On July 31, Étienne Klein, a physicist at École Centrale Paris, and a researcher who has performed experiments using CERN's Large Hadron Collider, posted a photo of a sliced chorizo sausage on Twitter and said it was a photo of our nearest neighboring star, Proxima Centauri taken by the James Webb Space Telescope. “This level of detail…A new world is revealed day after day,” he wrote in his tweet's text (originally in French).

His post was retweeted 4,846 times as of this writing probably because yes, it looks like a plausible Proxima Centauri photo to the almost eight billion people in the world who are not trained physicists, and probably some of the ones who are. 4,846 retweets isn't exactly "breaking the internet," to be sure, but most of the physicist's tweets get closer to 30.

Klein had apparently recycled a picture posted on the photo-sharing site Imgur in 2018, with a similar, though ungrammatical, joke attached. "Blood Moon as it can seen now in Spain," wrote Imgur user superl0pez.

After Klein's version of the chorizo joke went up, confusion reigned for a while, according to the French news site Le Point, as some users pointed out that the sausage was a sausage, and others just shared what looked like a cool picture of a star.

------------------------------------------------------------

◆ WORK TO DO:
- 1) Answer these questions using the article about the chorizo photo.
(a) What did the photo Klein posted actually show?
(b) How many times had his post been retweeted at the time of writing?
(c) On which photo-sharing site had the picture appeared in 2018?
- 2) Decide whether each statement agrees with the article about the chorizo photo. Answer yes or no, and quote the words from the article that settle it.
(a) Klein's tweet was originally written in French.
(b) Most of Klein's tweets are retweeted thousands of times.
(c) A French news site reported that there was confusion after Klein's post.
- 3) Write the next part of the article about the chorizo photo, picking up after its final sentence.

------------------------------------------------------------

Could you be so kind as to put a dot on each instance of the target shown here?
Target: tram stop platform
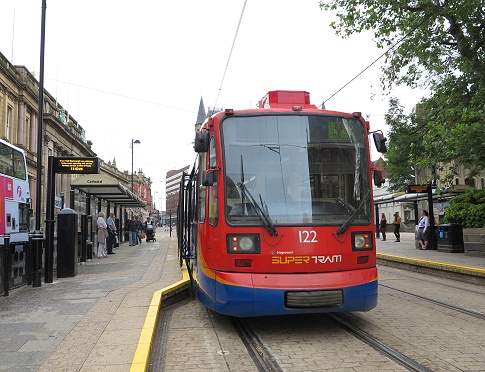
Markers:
(103, 319)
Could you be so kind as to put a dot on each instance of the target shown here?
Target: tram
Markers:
(15, 194)
(276, 215)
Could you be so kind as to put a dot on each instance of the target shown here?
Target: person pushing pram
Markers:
(150, 230)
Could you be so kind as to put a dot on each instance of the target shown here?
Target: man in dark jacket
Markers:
(131, 227)
(139, 229)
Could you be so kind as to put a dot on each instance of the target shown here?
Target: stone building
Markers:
(62, 135)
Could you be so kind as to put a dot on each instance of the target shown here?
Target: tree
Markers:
(431, 39)
(467, 209)
(403, 149)
(438, 44)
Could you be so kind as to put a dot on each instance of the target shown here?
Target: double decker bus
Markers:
(15, 194)
(277, 215)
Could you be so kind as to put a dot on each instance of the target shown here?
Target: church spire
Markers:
(201, 115)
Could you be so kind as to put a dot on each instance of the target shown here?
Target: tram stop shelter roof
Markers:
(444, 194)
(106, 188)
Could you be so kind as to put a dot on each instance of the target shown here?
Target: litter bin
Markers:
(450, 238)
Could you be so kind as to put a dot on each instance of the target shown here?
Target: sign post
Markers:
(69, 165)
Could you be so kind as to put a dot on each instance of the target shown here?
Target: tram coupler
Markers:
(37, 240)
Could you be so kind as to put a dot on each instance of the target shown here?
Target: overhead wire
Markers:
(123, 96)
(230, 53)
(387, 51)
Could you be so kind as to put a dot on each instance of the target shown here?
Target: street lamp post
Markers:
(135, 142)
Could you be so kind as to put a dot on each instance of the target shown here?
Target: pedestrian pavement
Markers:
(406, 249)
(90, 322)
(103, 318)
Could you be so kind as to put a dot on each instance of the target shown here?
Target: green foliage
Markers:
(438, 44)
(467, 209)
(403, 148)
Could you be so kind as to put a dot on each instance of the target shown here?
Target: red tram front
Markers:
(280, 210)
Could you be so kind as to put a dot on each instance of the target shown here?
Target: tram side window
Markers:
(213, 210)
(6, 160)
(24, 217)
(201, 192)
(19, 165)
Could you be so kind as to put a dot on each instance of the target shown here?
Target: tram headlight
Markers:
(362, 241)
(243, 243)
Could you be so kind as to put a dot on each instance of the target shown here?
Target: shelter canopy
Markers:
(444, 194)
(106, 188)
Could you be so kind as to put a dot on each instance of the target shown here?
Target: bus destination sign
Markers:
(417, 189)
(76, 165)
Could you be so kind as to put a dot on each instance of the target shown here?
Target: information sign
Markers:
(417, 189)
(72, 165)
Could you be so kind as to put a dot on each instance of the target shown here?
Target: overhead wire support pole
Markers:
(40, 119)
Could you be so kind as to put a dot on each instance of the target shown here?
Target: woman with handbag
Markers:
(383, 227)
(423, 227)
(102, 235)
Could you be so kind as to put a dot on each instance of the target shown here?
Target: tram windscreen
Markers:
(298, 169)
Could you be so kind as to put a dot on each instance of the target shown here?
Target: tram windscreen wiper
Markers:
(354, 215)
(264, 218)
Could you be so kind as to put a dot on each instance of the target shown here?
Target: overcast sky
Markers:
(137, 70)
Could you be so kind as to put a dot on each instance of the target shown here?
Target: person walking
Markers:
(131, 227)
(112, 232)
(139, 229)
(397, 227)
(423, 227)
(102, 235)
(383, 227)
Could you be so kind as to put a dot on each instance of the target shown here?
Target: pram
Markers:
(150, 233)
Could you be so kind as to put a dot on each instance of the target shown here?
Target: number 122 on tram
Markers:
(278, 211)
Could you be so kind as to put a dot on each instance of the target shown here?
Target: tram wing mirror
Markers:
(379, 179)
(209, 177)
(201, 143)
(380, 142)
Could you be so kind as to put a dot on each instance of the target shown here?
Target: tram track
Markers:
(262, 357)
(381, 347)
(439, 303)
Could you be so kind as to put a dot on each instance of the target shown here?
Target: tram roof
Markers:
(106, 188)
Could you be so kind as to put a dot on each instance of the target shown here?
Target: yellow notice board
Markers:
(76, 165)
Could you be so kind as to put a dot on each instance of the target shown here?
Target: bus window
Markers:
(6, 160)
(18, 165)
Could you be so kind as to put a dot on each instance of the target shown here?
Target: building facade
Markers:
(61, 135)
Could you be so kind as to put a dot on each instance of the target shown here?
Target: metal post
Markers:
(49, 223)
(170, 222)
(431, 240)
(40, 120)
(8, 265)
(377, 221)
(84, 238)
(29, 265)
(89, 243)
(37, 239)
(132, 165)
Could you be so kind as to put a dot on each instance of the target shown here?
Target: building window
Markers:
(9, 123)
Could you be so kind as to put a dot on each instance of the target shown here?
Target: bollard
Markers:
(29, 266)
(37, 239)
(8, 265)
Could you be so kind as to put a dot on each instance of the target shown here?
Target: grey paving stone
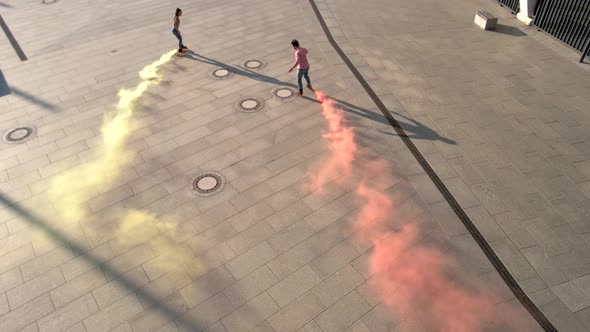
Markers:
(338, 285)
(77, 287)
(152, 319)
(10, 279)
(69, 314)
(114, 314)
(26, 314)
(250, 314)
(250, 286)
(46, 262)
(333, 319)
(294, 286)
(34, 288)
(291, 214)
(249, 217)
(297, 314)
(207, 312)
(335, 258)
(112, 291)
(571, 296)
(546, 269)
(207, 286)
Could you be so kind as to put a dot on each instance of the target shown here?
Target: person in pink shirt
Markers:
(302, 66)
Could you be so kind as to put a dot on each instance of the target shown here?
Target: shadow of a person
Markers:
(419, 130)
(238, 70)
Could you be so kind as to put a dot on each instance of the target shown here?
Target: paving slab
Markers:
(500, 118)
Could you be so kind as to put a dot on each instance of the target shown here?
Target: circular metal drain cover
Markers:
(221, 73)
(18, 135)
(254, 64)
(284, 93)
(208, 183)
(250, 105)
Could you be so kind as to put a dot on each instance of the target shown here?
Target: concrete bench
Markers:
(486, 20)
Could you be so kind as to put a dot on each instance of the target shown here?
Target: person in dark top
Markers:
(302, 66)
(176, 31)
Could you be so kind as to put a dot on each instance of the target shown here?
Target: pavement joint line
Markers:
(511, 282)
(19, 51)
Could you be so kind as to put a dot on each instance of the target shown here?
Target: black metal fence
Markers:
(567, 20)
(513, 5)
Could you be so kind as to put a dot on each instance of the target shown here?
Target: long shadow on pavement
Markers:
(23, 94)
(151, 299)
(418, 130)
(5, 90)
(238, 70)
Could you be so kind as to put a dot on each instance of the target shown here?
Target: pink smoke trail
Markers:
(341, 144)
(409, 277)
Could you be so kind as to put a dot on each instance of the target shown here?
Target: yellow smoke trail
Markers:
(70, 191)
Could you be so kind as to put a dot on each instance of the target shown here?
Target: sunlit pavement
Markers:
(500, 116)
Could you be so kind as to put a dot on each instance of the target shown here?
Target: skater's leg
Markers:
(300, 74)
(307, 79)
(177, 34)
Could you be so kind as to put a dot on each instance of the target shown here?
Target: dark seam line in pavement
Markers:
(481, 241)
(13, 42)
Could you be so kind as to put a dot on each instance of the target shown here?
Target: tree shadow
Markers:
(4, 89)
(152, 300)
(509, 30)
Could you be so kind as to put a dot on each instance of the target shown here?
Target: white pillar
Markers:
(526, 11)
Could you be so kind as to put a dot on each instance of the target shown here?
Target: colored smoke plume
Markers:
(70, 191)
(410, 277)
(342, 147)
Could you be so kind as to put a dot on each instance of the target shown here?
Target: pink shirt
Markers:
(301, 58)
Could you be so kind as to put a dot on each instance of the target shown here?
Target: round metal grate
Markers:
(18, 135)
(221, 73)
(283, 93)
(250, 105)
(208, 183)
(254, 64)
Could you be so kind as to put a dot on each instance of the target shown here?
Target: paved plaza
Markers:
(105, 230)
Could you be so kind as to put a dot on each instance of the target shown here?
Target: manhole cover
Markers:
(250, 105)
(221, 73)
(284, 93)
(208, 183)
(254, 64)
(18, 135)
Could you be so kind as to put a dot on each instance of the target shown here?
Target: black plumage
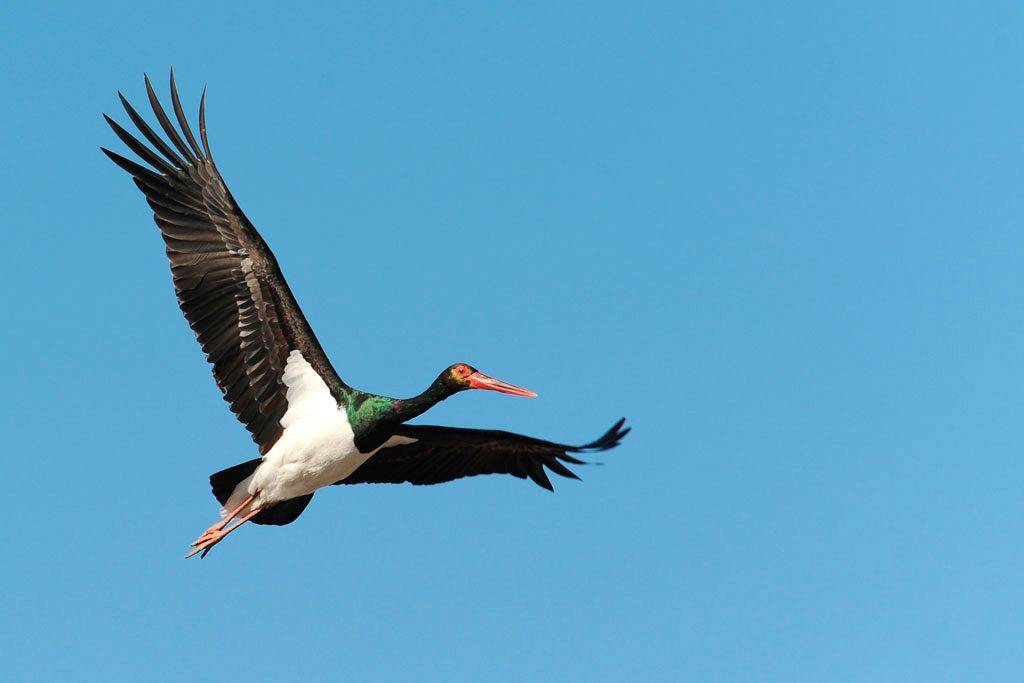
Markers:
(443, 454)
(227, 282)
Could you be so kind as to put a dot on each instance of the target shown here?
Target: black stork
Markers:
(311, 428)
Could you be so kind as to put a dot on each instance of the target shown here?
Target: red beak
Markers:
(481, 381)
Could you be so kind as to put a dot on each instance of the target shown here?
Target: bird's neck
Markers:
(407, 409)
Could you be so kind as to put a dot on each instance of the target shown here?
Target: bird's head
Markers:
(462, 376)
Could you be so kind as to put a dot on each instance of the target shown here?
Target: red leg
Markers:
(217, 536)
(223, 522)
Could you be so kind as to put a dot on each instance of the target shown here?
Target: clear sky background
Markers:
(785, 242)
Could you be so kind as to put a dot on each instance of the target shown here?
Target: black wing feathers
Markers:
(443, 454)
(227, 283)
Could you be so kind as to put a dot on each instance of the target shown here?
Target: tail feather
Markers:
(224, 481)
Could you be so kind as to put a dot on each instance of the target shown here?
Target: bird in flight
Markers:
(311, 428)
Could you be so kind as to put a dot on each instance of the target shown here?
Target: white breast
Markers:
(316, 447)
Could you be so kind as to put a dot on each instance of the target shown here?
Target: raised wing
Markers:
(426, 455)
(227, 282)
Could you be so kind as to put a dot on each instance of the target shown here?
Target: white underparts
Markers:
(316, 447)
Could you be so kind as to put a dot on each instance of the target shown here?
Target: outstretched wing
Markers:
(426, 455)
(226, 280)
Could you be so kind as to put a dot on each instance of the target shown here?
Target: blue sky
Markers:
(784, 242)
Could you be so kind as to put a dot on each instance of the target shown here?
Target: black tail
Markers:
(224, 481)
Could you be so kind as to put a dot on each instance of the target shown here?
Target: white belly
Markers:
(316, 447)
(315, 452)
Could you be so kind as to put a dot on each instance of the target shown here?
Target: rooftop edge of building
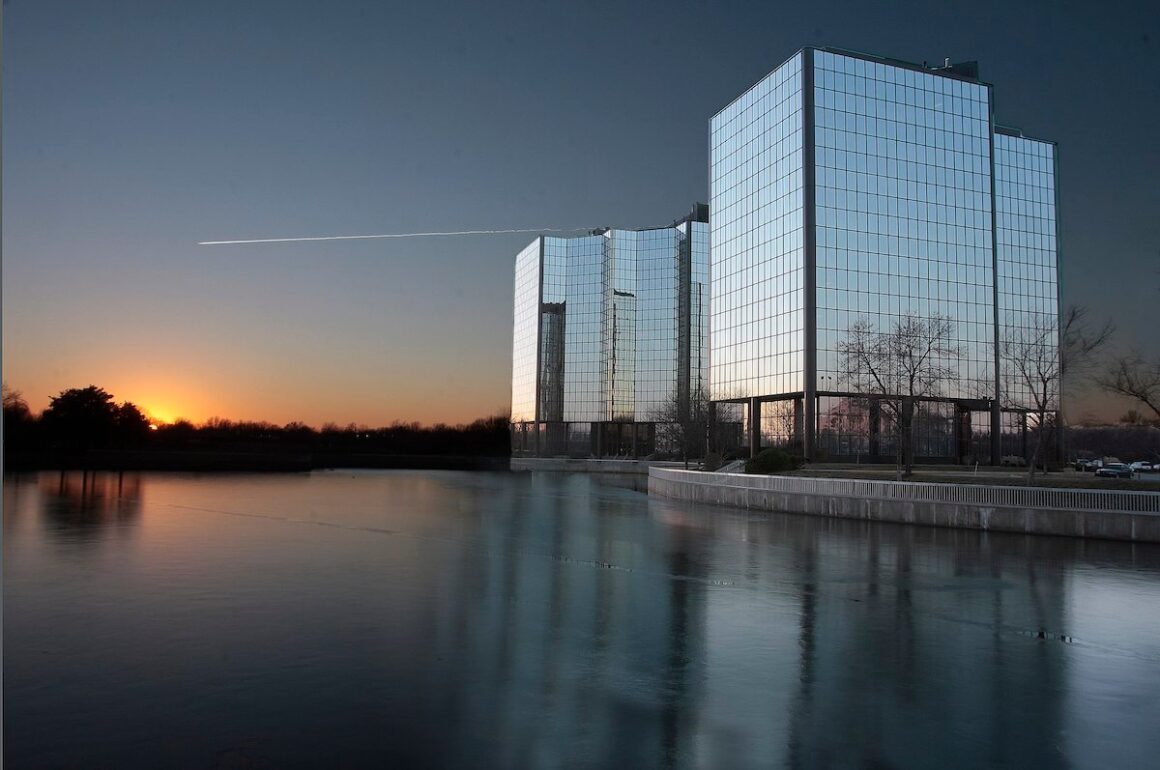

------------------------------------------------------------

◆ FINAL ANSWERS:
- 1)
(a) A sliced chorizo sausage.
(b) 4,846 times.
(c) Imgur.

- 2)
(a) Yes: "(originally in French)"
(b) No: "most of the physicist's tweets get closer to 30."
(c) Yes: "confusion reigned for a while, according to the French news site Le Point"

- 3)
Then on August 2, Huffington Post France reached out to Klein for an explanation and he told them (originally in French) that it was the first time he'd cracked such a joke, and that he was "more on this network as a figure of scientific authority," and guessed that if he "hadn't said it was a photo [from] James Webb, it wouldn't have been so successful."

The next day, Klein apologized on Twitter, though he maintains that he "simply wanted to urge caution" about sharing such images online.

So remember folks: only spread photos like this if they come from qualified scientists who aren't known for posting jokes online. Or, I guess to be on the safe side, just don't use social media.